[Referring expression pointing data]

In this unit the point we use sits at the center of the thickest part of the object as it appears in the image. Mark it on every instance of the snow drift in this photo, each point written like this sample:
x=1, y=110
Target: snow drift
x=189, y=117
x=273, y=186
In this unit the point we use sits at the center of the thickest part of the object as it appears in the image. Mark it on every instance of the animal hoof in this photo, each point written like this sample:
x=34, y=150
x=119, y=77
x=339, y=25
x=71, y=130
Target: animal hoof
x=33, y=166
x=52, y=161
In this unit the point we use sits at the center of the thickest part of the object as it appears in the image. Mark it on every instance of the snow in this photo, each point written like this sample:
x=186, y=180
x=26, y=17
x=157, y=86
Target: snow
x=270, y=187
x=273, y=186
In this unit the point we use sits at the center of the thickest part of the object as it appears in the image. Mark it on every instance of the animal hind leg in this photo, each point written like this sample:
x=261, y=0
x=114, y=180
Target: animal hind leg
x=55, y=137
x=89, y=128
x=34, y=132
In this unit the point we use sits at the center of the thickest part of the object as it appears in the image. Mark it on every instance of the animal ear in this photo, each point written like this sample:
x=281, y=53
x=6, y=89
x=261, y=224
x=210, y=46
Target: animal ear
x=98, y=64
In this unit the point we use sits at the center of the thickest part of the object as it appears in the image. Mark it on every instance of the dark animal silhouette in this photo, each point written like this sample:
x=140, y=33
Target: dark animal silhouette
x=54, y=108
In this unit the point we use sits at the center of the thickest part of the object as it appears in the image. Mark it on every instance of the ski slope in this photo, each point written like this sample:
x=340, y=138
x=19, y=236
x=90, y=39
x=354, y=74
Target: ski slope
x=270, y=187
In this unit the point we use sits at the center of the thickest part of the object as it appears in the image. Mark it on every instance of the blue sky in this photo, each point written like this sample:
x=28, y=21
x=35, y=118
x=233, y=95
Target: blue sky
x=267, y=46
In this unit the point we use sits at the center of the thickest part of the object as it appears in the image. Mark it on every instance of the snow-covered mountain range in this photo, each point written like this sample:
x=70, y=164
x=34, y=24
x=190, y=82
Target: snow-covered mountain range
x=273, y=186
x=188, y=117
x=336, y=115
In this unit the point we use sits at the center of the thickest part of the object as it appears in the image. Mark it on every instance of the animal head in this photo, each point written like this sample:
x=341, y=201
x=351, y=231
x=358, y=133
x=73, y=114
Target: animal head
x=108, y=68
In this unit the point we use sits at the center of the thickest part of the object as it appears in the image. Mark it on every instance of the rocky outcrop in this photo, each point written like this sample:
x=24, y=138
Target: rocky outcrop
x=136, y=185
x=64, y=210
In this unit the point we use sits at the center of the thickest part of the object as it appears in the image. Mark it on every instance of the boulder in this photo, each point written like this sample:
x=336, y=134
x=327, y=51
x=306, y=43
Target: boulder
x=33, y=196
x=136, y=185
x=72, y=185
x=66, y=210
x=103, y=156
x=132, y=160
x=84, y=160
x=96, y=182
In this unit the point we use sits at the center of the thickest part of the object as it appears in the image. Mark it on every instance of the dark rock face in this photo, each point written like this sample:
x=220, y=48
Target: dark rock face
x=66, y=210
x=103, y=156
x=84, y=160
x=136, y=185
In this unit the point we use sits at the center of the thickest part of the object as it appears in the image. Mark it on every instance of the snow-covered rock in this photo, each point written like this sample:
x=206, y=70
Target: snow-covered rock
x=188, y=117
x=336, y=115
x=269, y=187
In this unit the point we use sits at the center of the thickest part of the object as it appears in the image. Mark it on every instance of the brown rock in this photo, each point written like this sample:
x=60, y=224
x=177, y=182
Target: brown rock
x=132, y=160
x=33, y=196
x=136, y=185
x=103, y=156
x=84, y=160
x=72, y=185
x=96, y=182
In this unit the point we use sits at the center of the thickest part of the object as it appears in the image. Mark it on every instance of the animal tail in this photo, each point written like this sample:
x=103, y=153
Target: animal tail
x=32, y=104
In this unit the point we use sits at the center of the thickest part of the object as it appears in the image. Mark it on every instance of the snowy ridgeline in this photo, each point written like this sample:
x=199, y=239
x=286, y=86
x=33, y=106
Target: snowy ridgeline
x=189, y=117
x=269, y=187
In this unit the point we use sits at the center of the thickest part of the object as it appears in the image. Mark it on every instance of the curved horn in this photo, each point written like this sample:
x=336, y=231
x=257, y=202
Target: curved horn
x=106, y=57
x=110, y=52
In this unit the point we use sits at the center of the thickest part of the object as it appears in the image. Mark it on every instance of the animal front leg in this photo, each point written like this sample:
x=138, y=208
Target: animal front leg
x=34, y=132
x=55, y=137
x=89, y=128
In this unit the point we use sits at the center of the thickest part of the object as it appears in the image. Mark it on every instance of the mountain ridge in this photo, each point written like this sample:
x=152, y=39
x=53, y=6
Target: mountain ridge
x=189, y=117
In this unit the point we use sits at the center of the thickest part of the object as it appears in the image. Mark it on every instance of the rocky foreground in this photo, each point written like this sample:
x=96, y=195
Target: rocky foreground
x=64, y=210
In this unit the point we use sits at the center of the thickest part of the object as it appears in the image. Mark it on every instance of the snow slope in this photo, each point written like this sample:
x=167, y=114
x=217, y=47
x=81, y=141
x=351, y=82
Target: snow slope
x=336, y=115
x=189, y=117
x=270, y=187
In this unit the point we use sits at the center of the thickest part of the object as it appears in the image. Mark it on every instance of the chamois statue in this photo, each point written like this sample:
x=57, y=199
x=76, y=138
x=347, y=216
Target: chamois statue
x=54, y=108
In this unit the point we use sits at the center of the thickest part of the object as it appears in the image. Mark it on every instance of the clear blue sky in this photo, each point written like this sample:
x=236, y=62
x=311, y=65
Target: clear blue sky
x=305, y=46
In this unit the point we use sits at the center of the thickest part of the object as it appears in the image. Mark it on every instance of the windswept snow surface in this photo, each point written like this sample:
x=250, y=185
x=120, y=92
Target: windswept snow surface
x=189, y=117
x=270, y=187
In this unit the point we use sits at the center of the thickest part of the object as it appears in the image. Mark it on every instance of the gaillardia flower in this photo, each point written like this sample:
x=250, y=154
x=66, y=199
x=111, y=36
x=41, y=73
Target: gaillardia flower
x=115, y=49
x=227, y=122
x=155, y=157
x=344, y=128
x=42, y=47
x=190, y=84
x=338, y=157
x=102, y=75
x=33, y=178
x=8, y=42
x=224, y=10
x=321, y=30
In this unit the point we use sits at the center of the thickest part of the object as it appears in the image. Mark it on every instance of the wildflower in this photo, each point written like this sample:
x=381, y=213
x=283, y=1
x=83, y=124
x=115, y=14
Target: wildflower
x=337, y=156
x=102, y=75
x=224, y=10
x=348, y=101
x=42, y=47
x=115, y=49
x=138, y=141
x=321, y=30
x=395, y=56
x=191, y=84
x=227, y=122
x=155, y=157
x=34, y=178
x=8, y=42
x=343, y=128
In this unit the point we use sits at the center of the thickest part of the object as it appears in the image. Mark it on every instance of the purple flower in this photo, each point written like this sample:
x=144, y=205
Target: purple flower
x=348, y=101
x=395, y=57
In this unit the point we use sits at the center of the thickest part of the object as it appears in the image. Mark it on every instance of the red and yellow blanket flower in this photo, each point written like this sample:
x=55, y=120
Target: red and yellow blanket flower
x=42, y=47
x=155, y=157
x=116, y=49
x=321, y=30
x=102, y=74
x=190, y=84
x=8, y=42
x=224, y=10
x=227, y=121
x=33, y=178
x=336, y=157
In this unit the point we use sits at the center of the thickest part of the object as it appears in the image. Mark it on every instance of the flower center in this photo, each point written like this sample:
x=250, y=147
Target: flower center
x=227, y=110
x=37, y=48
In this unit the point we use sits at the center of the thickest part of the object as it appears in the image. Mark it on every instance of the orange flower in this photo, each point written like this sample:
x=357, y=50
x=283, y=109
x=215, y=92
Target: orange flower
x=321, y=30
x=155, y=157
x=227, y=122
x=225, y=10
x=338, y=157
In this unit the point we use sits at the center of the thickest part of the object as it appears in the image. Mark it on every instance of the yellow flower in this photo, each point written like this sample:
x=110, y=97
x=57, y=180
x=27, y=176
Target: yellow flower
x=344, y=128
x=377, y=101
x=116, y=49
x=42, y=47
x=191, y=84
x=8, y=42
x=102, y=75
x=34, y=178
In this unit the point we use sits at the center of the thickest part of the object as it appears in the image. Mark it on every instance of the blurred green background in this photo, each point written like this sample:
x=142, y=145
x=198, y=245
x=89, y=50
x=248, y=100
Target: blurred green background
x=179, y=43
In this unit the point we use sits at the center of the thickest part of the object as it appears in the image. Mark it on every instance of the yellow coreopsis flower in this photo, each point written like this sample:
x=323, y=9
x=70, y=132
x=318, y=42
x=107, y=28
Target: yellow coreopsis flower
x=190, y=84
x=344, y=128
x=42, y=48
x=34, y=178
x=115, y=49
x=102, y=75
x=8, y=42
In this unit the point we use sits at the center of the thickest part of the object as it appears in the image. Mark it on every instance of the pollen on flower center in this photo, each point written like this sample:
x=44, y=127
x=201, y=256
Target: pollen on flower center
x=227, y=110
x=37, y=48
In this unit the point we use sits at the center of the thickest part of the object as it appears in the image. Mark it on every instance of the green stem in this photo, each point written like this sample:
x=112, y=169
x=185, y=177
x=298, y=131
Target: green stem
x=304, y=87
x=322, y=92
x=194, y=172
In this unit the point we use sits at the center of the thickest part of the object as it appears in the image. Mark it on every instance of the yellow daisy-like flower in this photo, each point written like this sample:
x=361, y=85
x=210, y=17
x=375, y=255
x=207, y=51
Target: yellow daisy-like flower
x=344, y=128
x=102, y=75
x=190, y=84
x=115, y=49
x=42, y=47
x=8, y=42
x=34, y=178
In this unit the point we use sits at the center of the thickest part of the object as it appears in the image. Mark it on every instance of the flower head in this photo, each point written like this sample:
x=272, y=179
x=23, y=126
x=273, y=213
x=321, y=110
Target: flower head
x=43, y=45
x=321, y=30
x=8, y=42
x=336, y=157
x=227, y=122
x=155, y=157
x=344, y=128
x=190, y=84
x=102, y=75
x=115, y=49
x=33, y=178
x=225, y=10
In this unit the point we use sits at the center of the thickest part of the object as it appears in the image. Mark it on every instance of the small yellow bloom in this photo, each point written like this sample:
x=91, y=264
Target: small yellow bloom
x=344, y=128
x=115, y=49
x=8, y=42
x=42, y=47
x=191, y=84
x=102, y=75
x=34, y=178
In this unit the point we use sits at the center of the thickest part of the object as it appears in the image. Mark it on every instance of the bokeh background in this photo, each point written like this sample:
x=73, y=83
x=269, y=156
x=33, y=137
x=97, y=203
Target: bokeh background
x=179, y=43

## Assignment
Copy only this part of the entries above: the line with "x=236, y=62", the line with "of the windswept", and the lines between, all exactly as written.

## Written answer
x=236, y=62
x=311, y=65
Target: clear blue sky
x=305, y=46
In this unit the point we use sits at the center of the thickest part of the object as it appears in the image. Mark it on every instance of the windswept snow surface in this photo, each point written like this sample:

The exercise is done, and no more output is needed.